# Excerpt to read
Yes, I do use a single Timer for the game loop. It seems sufficient for now. Are you suggesting that I should actively seek to control the framerate ?

----------


## dday9

Yes, most definitely.

----------


## Niya

Yea, I've seen Jacob Roman talk about this a couple times. He always writes a LockFrameRate function for his games and such. But what I don't understand is why. It suggests that it's bad to let the game draw the frames as fast as it could which is essentially what I'm doing. I've thought about locking the frame rates but I haven't had a compelling reason to do so.

----------


## dday9

What will wind up happening is something that compiles perfectly on your computer will glitch up(sometime really bad) on a slower computer. Locking in the frame rate will always provide consistent performance as one step will not go forward until at least X amount of frames has passed. Without a managed game loop you can expect to tearing graphics and if your application is very physics heavy, you can see the physics render after the drawing occurs which can eventually lead to a crash. And don't get me wrong, JR is a great game programmer, however there are a few things that I don't agree on with him... one thing is that he always loops on the GUI thread where as I always loop on a separate thread.

----------


## Niya

Wait a minute, doesn't DirectX by default update the front buffer in sync with screen refreshes ? I've been reading up on locking in frame rates and its like you said, its used to avoid tearing but for some reason I've never gotten that glitch so I'm assuming that there must be some way to swap buffers faster than the refresh rate in DirectX which would explain why this can become an issue. I have to admit, there is still a lot about this that I still don't understand.

# Data section
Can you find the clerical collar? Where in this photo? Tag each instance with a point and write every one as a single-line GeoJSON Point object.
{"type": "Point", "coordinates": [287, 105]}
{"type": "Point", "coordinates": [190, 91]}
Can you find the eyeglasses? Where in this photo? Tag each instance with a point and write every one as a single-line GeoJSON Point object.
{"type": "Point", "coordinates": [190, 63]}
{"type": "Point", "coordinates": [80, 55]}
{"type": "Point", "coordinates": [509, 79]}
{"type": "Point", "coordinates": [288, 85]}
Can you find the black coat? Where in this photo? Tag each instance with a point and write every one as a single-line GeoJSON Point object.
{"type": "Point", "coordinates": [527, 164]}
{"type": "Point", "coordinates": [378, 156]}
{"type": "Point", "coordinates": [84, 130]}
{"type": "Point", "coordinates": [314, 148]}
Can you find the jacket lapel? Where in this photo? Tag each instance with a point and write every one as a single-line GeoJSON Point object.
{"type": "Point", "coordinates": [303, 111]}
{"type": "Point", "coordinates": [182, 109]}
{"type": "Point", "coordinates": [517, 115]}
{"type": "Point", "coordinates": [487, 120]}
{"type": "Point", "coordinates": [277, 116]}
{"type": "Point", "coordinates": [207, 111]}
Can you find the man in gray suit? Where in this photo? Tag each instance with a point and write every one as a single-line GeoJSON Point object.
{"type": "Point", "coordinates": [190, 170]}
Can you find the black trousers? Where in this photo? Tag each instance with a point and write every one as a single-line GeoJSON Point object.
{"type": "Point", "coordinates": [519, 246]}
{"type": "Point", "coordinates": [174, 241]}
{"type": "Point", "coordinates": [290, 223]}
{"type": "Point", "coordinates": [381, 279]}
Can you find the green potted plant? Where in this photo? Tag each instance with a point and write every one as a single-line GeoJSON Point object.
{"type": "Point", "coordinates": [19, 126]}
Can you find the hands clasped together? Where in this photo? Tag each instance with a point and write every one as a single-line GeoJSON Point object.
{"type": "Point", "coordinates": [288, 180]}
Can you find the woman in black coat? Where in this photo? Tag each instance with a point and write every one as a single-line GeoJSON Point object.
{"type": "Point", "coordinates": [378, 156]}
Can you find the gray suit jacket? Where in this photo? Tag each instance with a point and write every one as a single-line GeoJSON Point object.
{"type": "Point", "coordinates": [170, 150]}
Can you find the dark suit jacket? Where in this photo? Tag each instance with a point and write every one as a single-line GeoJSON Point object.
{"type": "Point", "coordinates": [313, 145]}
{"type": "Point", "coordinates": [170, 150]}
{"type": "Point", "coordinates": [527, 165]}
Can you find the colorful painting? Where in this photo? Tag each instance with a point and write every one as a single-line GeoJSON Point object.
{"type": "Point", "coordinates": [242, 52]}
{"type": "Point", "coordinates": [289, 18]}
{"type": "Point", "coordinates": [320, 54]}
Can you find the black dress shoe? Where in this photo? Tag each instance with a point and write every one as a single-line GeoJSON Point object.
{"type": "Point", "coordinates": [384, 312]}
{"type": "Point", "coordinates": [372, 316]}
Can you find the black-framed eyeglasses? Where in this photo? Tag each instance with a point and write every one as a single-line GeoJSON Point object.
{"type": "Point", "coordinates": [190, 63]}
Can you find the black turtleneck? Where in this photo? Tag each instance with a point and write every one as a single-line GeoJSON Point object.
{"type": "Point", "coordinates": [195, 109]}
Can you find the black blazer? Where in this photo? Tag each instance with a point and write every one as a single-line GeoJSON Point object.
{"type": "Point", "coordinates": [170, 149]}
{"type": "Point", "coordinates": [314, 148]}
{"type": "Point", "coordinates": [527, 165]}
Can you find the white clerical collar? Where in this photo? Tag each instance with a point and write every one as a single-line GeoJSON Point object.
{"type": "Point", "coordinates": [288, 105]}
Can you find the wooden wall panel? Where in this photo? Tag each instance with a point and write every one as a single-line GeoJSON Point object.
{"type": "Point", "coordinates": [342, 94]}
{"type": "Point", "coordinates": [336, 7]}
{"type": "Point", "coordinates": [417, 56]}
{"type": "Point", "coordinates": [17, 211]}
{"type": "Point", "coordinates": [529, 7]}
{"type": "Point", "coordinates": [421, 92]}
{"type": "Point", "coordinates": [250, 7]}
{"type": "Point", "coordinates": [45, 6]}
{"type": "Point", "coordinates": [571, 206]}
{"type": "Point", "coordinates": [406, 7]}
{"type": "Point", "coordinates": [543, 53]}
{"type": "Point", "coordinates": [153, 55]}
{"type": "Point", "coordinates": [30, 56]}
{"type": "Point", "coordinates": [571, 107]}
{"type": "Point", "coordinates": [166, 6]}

# Goals
1. Write out the part of the forum thread about locking the frame rate that opens with "Yes, I do use" and closes with "the framerate ?".
2. Count how many lines of the records contain the string "clerical" and give only that number.

# Solutions to each task
1.
Yes, I do use a single Timer for the game loop. It seems sufficient for now. Are you suggesting that I should actively seek to control the framerate ?

2. 2